Records from a data source:
-*-*-
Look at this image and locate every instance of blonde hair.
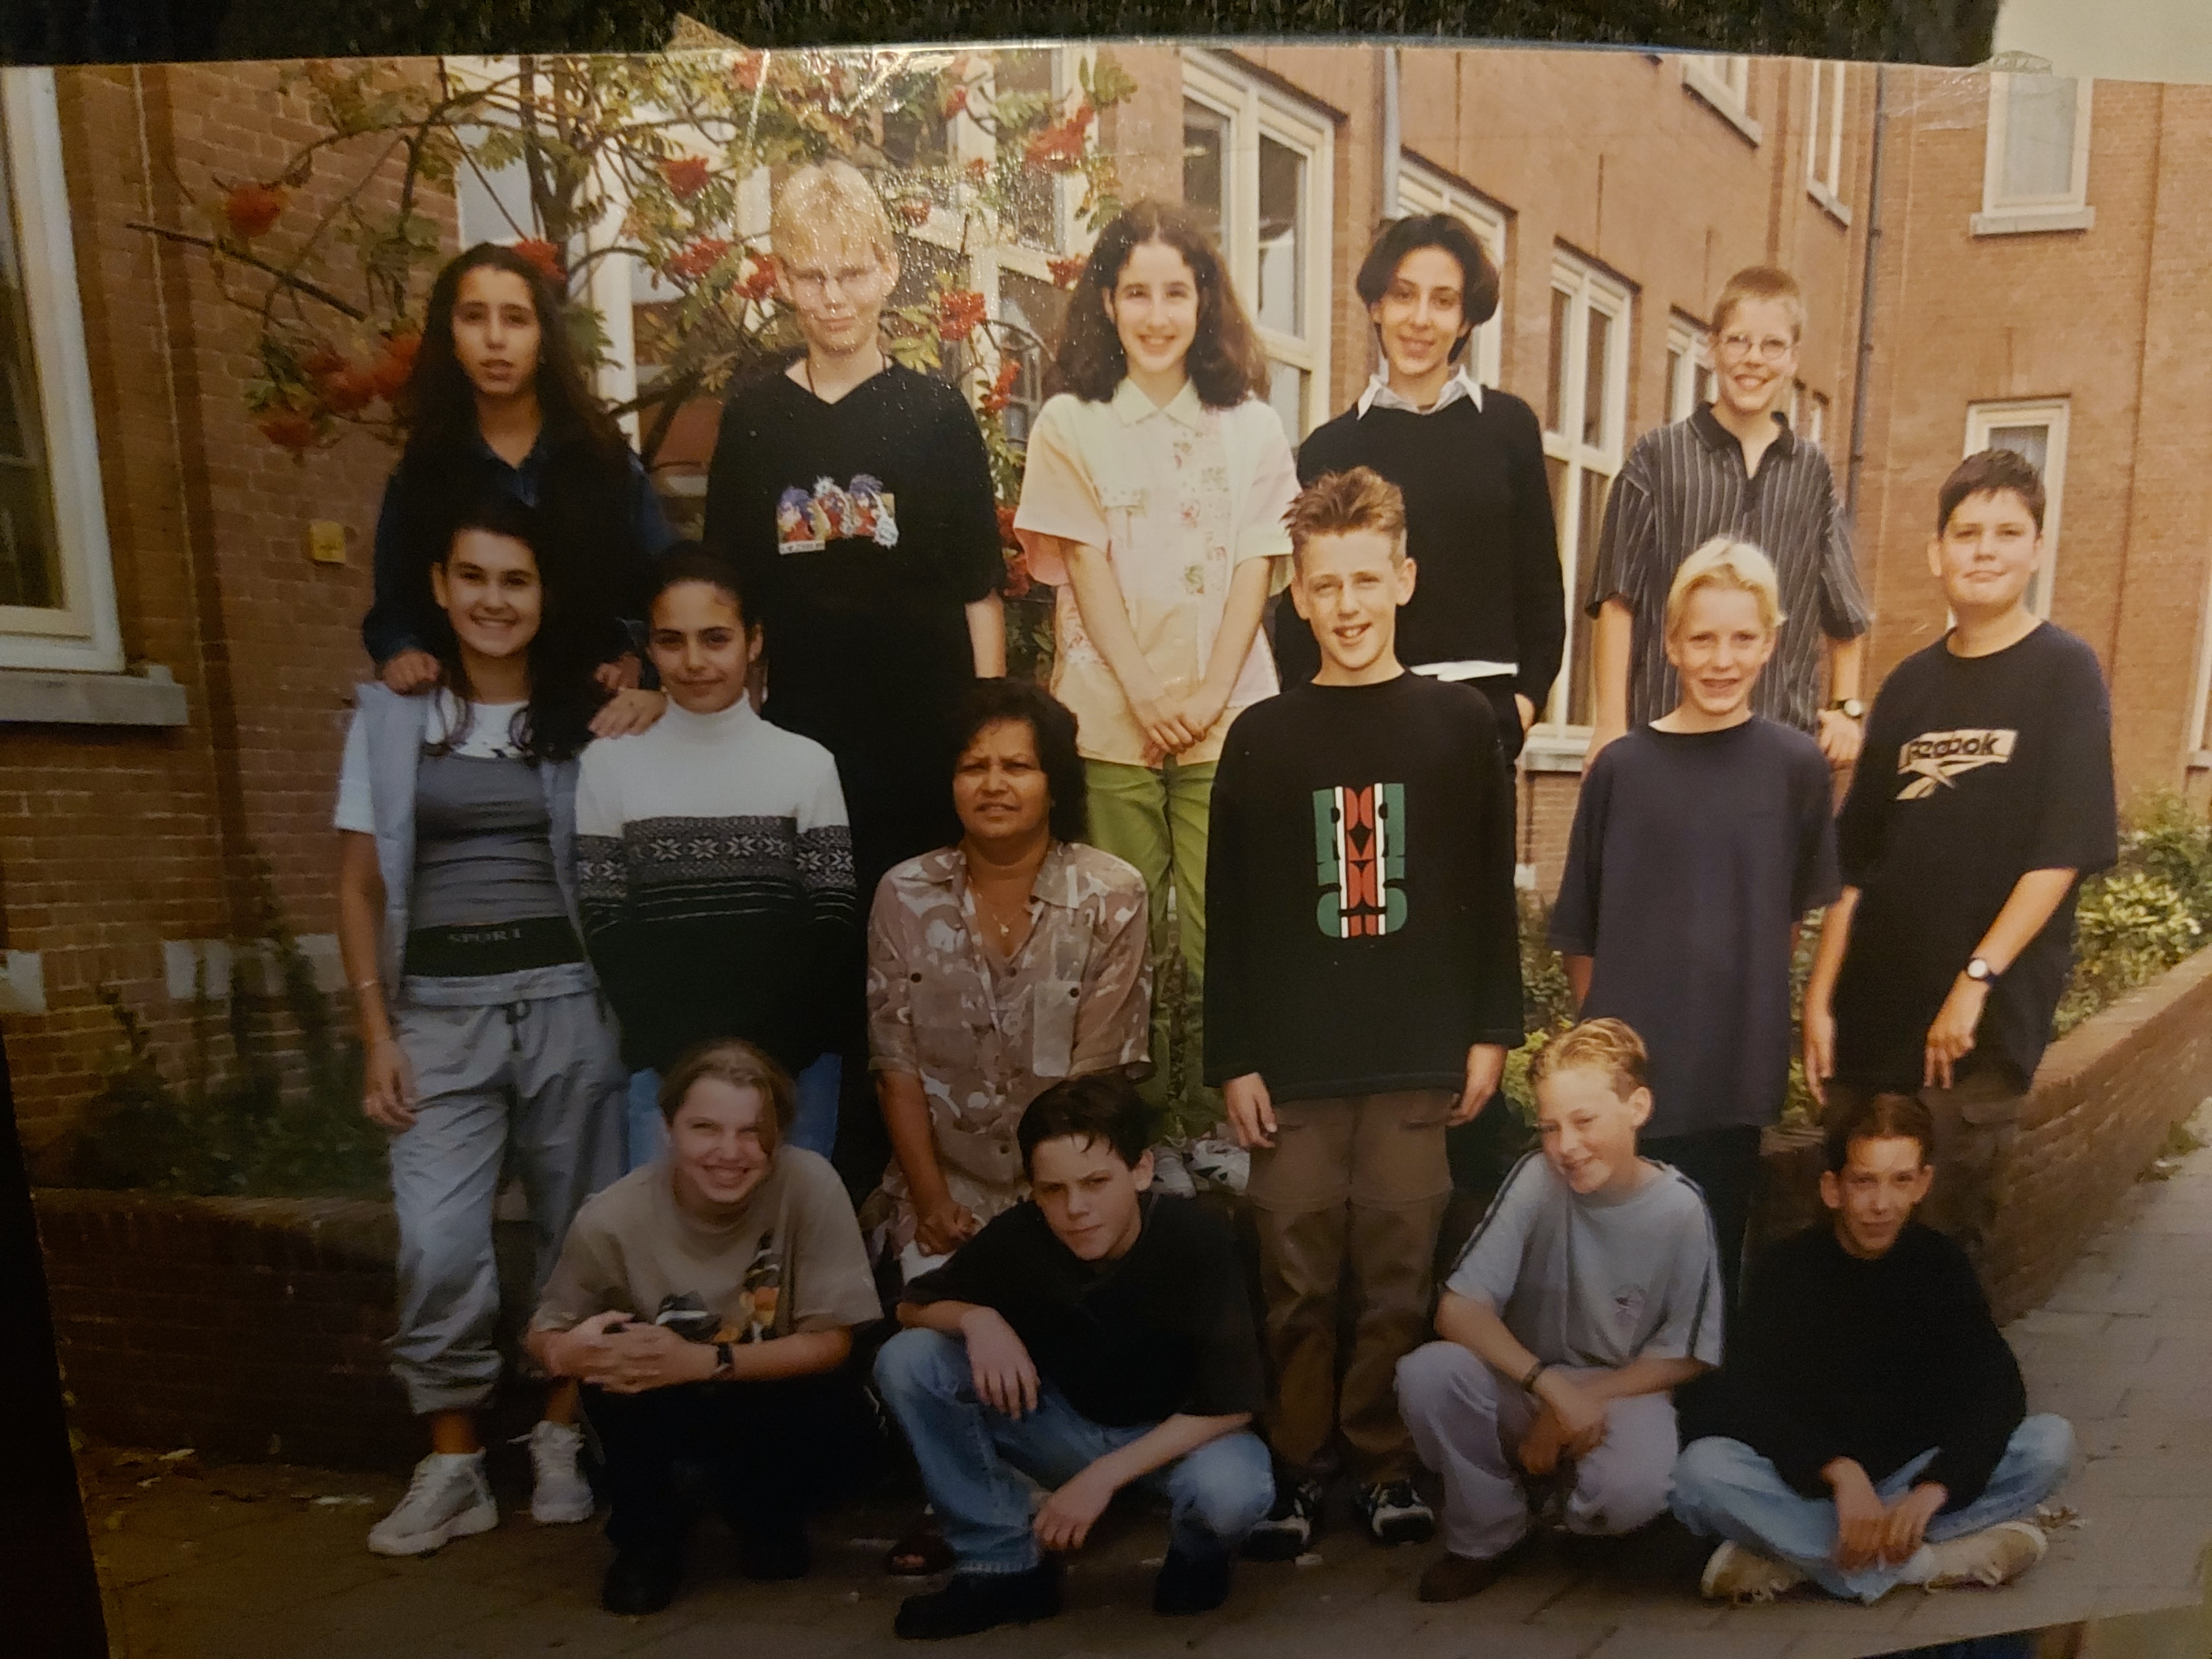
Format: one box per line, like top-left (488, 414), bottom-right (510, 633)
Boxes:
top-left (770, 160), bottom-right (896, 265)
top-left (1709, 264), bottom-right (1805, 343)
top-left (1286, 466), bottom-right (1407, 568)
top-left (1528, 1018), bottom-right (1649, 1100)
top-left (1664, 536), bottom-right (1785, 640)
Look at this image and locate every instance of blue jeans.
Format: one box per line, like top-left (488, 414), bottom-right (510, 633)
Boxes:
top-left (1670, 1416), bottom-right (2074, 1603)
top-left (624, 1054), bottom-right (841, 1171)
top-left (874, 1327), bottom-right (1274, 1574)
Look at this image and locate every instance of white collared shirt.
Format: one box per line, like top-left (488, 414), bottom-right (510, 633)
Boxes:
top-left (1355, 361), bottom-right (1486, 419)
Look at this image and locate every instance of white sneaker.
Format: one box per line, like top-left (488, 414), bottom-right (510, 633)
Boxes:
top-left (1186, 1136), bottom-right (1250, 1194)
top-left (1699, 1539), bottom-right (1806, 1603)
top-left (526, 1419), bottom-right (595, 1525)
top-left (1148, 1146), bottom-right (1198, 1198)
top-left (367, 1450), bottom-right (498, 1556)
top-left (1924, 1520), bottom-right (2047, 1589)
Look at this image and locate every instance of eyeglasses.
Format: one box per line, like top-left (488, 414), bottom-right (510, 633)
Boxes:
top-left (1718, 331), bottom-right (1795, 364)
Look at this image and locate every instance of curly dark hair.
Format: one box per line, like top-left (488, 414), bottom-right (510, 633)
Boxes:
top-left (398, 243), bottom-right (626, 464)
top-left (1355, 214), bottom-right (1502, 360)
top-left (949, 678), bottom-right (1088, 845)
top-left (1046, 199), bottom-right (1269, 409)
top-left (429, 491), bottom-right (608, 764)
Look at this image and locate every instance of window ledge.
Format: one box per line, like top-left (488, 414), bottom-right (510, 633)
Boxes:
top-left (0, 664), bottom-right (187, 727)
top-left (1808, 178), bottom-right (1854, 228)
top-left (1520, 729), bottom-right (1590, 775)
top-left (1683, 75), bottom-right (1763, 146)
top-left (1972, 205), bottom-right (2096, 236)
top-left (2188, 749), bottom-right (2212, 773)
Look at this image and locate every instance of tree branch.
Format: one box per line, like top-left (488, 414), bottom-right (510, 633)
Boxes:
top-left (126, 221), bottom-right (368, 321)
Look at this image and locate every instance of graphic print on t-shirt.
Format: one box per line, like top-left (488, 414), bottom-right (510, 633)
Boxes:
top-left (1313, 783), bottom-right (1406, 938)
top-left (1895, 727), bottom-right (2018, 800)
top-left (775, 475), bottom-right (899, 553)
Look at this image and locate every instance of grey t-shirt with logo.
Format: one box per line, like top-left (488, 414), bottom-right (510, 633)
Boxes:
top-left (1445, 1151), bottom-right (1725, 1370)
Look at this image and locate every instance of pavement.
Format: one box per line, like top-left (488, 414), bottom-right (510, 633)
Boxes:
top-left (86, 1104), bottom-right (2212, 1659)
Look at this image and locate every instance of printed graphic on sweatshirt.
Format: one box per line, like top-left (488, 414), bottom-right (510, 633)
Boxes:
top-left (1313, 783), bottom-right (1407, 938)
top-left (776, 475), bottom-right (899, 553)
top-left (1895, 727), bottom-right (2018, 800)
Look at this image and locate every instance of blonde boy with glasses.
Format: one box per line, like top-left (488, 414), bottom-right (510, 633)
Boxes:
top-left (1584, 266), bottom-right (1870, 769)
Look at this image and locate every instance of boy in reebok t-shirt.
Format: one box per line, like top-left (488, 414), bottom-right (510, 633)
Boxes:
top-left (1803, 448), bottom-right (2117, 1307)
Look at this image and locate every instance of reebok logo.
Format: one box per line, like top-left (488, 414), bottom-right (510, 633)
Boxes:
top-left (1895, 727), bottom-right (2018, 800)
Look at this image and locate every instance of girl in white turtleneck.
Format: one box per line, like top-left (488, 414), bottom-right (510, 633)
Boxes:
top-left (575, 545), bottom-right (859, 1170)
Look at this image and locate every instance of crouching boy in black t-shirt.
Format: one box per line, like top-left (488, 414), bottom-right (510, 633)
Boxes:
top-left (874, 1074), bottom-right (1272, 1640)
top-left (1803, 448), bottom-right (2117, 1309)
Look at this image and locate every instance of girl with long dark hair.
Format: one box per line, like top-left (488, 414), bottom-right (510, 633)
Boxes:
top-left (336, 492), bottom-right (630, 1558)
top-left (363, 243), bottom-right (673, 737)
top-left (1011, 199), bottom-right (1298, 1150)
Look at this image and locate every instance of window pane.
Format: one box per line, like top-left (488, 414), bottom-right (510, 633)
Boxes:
-*-*-
Problem requirements
The answer consists of the records repeated exactly, without any images.

Expected answer
Look at this image and locate every instance of blonde hair.
Format: one box per line, like top-left (488, 414), bottom-right (510, 633)
Boxes:
top-left (770, 160), bottom-right (896, 265)
top-left (1709, 264), bottom-right (1805, 343)
top-left (1286, 466), bottom-right (1407, 568)
top-left (1528, 1018), bottom-right (1649, 1100)
top-left (1664, 536), bottom-right (1785, 640)
Look at this image and locate every instance of blue jeans.
Format: one box per line, like top-left (488, 414), bottom-right (510, 633)
Boxes:
top-left (1670, 1416), bottom-right (2074, 1603)
top-left (624, 1054), bottom-right (841, 1171)
top-left (874, 1327), bottom-right (1274, 1574)
Look at this image and locate every instance of white collared shirt.
Format: one box per line, like top-left (488, 414), bottom-right (510, 633)
Boxes:
top-left (1355, 361), bottom-right (1486, 419)
Look at this image and locate every instance of white sneaker.
Format: one box per line, like top-left (488, 414), bottom-right (510, 633)
Boxes:
top-left (1186, 1136), bottom-right (1250, 1194)
top-left (1699, 1539), bottom-right (1806, 1603)
top-left (526, 1419), bottom-right (595, 1525)
top-left (1148, 1146), bottom-right (1198, 1198)
top-left (367, 1450), bottom-right (498, 1556)
top-left (1924, 1520), bottom-right (2047, 1589)
Look at this image and locate every instance of eyeglasses.
Format: one box per line, like top-left (488, 414), bottom-right (510, 633)
Boxes:
top-left (1718, 331), bottom-right (1795, 364)
Look at this image and locate every instance of curly dark hair.
Format: one box per line, like top-left (488, 414), bottom-right (510, 633)
Boxes:
top-left (398, 243), bottom-right (626, 464)
top-left (1355, 214), bottom-right (1502, 360)
top-left (949, 678), bottom-right (1088, 845)
top-left (1046, 199), bottom-right (1269, 409)
top-left (429, 491), bottom-right (608, 764)
Look at this image and locate every instance of window ledge.
Format: one box per line, like top-left (488, 414), bottom-right (510, 633)
Boxes:
top-left (0, 664), bottom-right (187, 727)
top-left (1808, 178), bottom-right (1854, 228)
top-left (1520, 729), bottom-right (1590, 775)
top-left (1683, 75), bottom-right (1763, 146)
top-left (1972, 205), bottom-right (2096, 236)
top-left (2188, 749), bottom-right (2212, 773)
Look at this image and locate every instance of tree branch.
Format: one box per line, like top-left (488, 414), bottom-right (510, 633)
Boxes:
top-left (126, 221), bottom-right (368, 321)
Look at this image and locate every instance of graphic print on t-shirt.
Format: one box per line, like top-left (488, 414), bottom-right (510, 633)
Boxes:
top-left (1313, 783), bottom-right (1406, 938)
top-left (1895, 727), bottom-right (2018, 800)
top-left (775, 475), bottom-right (899, 553)
Look at this image and locate every instance of grey t-shirt with logo.
Format: one box per line, like top-left (488, 414), bottom-right (510, 633)
Boxes:
top-left (1445, 1151), bottom-right (1725, 1370)
Look at this image and locate every instance of pavement.
Format: one box per line, like top-left (488, 414), bottom-right (510, 633)
Boxes:
top-left (86, 1104), bottom-right (2212, 1659)
Look at this image and locate every instance of printed graphic on sweatshirt.
Format: one box per line, like top-left (488, 414), bottom-right (510, 633)
Boxes:
top-left (1313, 783), bottom-right (1407, 938)
top-left (776, 475), bottom-right (899, 553)
top-left (1895, 727), bottom-right (2018, 800)
Look at this image and locate every instance of blonde boy with glasses.
Format: one box per line, like top-left (488, 414), bottom-right (510, 633)
Boxes:
top-left (1584, 266), bottom-right (1870, 769)
Look at this image and locate every instance of boy in reebok t-shirt.
Format: one box per line, like top-left (488, 414), bottom-right (510, 633)
Boxes:
top-left (1803, 448), bottom-right (2117, 1307)
Look at this image and locate every instance of reebok logo.
Format: one box per line, like top-left (488, 414), bottom-right (510, 633)
Boxes:
top-left (1895, 727), bottom-right (2018, 800)
Look at this image and locate every instance of girl in white turtleneck.
Format: one box per line, like top-left (488, 414), bottom-right (510, 633)
Boxes:
top-left (575, 545), bottom-right (859, 1170)
Look at this image and locate every instance of crouching boy in black t-shirt.
Format: one box per line, like top-left (488, 414), bottom-right (510, 633)
Boxes:
top-left (874, 1074), bottom-right (1272, 1640)
top-left (1803, 448), bottom-right (2117, 1309)
Look at this image and locate every instance of girl with long dark hair.
Format: one box per line, like top-left (488, 414), bottom-right (510, 633)
Boxes:
top-left (336, 492), bottom-right (630, 1558)
top-left (363, 243), bottom-right (673, 737)
top-left (1011, 199), bottom-right (1298, 1150)
Look at this image and locate every instance of window pane.
Format: one box per line, like top-left (488, 414), bottom-right (510, 633)
Boxes:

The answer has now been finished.